Exercise objective
Could you return every line of the material that contains the word "below"?

The records
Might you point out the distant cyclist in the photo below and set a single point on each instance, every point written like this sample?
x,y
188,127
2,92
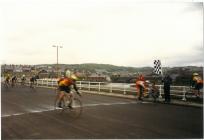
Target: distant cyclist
x,y
197,83
32,81
23,79
64,87
140,86
7,80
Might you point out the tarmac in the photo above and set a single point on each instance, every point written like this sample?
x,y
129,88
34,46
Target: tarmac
x,y
28,114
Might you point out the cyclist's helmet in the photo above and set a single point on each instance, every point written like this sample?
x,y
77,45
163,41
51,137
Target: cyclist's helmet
x,y
195,74
68,73
147,81
74,77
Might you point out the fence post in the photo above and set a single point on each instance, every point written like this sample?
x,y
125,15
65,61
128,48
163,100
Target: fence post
x,y
111,88
184,94
89,86
124,91
79,84
160,97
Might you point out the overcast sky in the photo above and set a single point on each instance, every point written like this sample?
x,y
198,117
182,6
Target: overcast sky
x,y
122,32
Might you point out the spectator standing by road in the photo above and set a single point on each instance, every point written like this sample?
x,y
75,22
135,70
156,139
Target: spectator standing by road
x,y
140,86
167,83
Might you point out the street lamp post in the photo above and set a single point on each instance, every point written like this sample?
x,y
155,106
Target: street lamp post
x,y
57,59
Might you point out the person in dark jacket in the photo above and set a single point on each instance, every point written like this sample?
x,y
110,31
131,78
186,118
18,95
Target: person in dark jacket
x,y
167,83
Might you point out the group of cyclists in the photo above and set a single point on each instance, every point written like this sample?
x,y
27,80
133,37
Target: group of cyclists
x,y
64,85
145,87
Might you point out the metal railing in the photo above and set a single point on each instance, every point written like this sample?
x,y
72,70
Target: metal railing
x,y
176,91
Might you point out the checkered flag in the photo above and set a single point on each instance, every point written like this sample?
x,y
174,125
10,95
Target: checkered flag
x,y
157,67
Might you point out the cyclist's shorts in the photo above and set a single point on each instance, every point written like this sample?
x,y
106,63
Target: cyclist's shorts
x,y
198,86
64,88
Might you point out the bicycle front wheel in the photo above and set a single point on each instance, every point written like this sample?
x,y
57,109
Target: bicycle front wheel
x,y
76,109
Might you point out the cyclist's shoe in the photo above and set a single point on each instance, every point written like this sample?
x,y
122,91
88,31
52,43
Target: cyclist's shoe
x,y
60,105
70,107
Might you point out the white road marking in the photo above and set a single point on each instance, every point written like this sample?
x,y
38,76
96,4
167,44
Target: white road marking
x,y
85,105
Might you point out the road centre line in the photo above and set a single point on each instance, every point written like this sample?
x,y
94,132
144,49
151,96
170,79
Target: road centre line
x,y
86,105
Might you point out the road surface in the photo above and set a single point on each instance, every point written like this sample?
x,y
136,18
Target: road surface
x,y
27,114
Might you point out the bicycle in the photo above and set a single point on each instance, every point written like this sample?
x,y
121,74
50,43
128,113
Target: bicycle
x,y
76,104
191,94
6,85
33,86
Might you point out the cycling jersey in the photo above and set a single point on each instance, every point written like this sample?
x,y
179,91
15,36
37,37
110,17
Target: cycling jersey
x,y
65,82
197,79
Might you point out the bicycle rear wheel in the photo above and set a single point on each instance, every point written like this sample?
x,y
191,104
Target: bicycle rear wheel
x,y
76,110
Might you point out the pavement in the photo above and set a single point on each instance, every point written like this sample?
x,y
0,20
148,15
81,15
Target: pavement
x,y
28,114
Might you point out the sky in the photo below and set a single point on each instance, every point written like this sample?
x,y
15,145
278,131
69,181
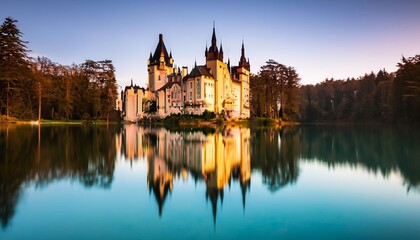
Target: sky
x,y
320,39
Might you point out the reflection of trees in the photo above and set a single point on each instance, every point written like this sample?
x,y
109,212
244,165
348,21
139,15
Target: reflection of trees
x,y
214,157
30,156
275,152
378,148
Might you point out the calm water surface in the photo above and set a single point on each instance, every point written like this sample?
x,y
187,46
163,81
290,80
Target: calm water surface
x,y
130,182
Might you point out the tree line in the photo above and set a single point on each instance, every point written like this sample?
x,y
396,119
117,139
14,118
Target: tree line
x,y
40,88
382,97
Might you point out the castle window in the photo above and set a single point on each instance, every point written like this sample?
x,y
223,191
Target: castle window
x,y
198,89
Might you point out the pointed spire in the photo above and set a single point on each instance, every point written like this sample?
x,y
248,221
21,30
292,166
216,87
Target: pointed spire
x,y
243,49
213,37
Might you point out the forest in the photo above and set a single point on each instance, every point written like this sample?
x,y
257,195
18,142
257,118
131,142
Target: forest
x,y
373,98
38,88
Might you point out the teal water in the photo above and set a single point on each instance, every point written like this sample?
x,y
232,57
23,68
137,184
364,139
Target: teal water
x,y
130,182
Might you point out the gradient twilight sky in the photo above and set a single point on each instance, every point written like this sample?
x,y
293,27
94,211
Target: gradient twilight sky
x,y
320,39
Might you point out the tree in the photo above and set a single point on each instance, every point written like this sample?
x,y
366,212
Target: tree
x,y
407,90
14,65
275,91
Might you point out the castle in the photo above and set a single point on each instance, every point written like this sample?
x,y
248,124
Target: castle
x,y
216,86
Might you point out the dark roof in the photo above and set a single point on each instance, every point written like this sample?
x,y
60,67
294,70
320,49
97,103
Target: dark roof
x,y
160,48
168,85
200,71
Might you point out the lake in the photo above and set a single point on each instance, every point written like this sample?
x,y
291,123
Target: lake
x,y
133,182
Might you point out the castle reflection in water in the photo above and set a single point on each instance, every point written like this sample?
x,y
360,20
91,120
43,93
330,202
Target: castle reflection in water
x,y
214,158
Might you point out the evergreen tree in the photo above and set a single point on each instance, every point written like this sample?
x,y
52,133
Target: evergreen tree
x,y
14,68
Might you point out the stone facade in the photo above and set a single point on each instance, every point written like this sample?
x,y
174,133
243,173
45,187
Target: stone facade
x,y
216,86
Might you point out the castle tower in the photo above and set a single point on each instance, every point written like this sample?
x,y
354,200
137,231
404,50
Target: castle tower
x,y
159,65
219,70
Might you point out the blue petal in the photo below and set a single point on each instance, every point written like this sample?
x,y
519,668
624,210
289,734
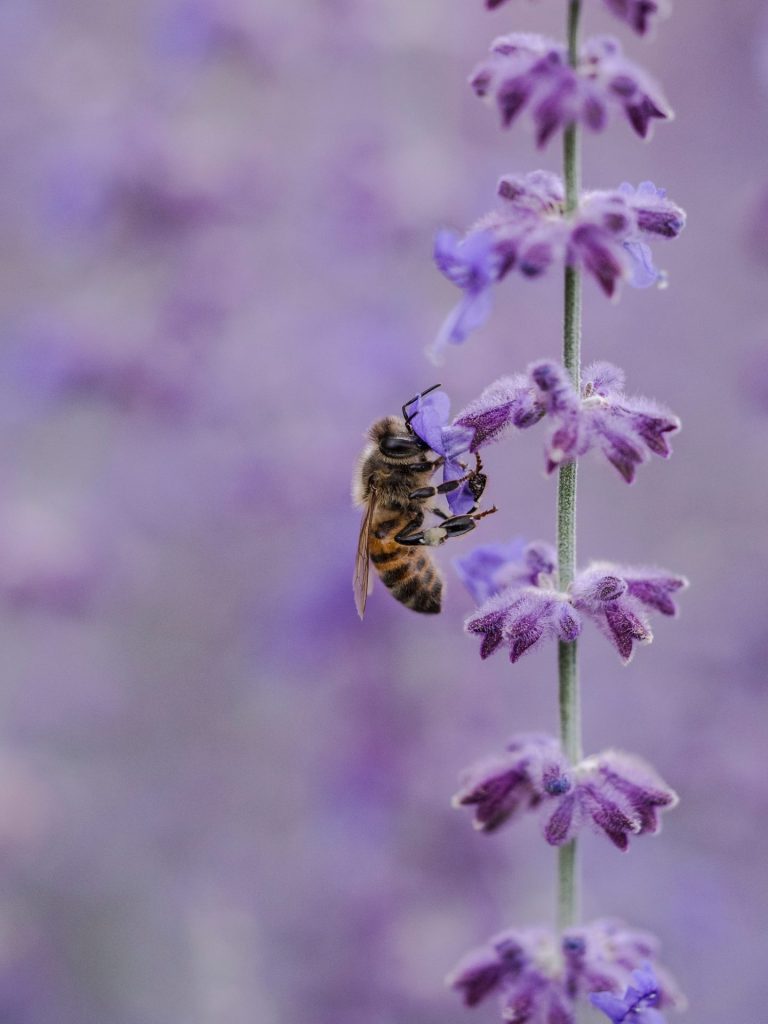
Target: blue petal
x,y
471,312
610,1005
478,570
432,412
461,500
643,272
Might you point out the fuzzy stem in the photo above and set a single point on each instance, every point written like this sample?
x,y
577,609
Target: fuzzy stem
x,y
570,729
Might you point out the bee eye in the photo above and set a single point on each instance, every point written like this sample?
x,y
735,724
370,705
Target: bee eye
x,y
399,448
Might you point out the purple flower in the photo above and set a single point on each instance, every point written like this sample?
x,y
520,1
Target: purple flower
x,y
638,1004
430,422
522,607
617,794
502,787
520,619
542,977
530,72
626,429
508,402
615,599
606,238
478,570
637,13
626,84
472,264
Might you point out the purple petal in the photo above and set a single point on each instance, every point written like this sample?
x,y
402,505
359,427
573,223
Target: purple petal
x,y
478,570
462,500
432,412
564,821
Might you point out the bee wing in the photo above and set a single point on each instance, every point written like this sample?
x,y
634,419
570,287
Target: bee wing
x,y
363,560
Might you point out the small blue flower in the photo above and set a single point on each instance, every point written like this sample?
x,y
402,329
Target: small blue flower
x,y
431,423
639,1003
472,265
478,570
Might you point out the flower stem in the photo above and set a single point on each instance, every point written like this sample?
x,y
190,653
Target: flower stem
x,y
570,729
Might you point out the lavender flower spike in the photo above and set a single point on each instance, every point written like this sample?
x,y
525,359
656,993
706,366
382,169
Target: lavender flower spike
x,y
638,13
520,617
606,237
507,403
472,264
504,786
638,1004
522,607
615,793
542,977
620,795
431,423
626,429
529,72
615,599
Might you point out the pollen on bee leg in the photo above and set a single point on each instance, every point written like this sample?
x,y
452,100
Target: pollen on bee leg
x,y
434,536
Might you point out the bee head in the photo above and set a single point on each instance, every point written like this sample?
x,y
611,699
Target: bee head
x,y
395,439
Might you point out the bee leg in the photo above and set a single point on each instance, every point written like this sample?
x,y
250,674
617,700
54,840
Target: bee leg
x,y
412,534
441,488
423,467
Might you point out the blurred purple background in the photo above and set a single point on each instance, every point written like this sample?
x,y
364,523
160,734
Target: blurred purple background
x,y
222,799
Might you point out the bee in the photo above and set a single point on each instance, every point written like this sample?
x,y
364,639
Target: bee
x,y
392,485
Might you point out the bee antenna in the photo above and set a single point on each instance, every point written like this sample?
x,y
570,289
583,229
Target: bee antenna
x,y
409,417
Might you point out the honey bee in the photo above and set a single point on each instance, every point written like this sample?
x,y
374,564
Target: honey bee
x,y
392,486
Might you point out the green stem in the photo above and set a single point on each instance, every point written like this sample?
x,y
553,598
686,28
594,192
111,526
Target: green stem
x,y
570,729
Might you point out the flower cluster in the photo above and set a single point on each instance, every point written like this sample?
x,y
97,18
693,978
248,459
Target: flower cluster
x,y
523,607
606,237
639,14
541,977
626,429
530,72
615,793
639,1003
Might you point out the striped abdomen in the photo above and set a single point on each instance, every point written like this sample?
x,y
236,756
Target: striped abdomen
x,y
409,572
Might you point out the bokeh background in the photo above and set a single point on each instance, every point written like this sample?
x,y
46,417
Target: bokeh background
x,y
222,798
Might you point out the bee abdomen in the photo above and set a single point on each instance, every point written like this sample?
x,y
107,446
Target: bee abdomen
x,y
412,578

Completed task
Might you point out the distant cyclist in the photo below and set a single point on each instance, every point written like this sample?
Might you point out the sky in the photo below and set a single point on each instance, every point written like this sample?
Might you point out the blue petal in the photo below and set a single point on each instance, every point written like this sample?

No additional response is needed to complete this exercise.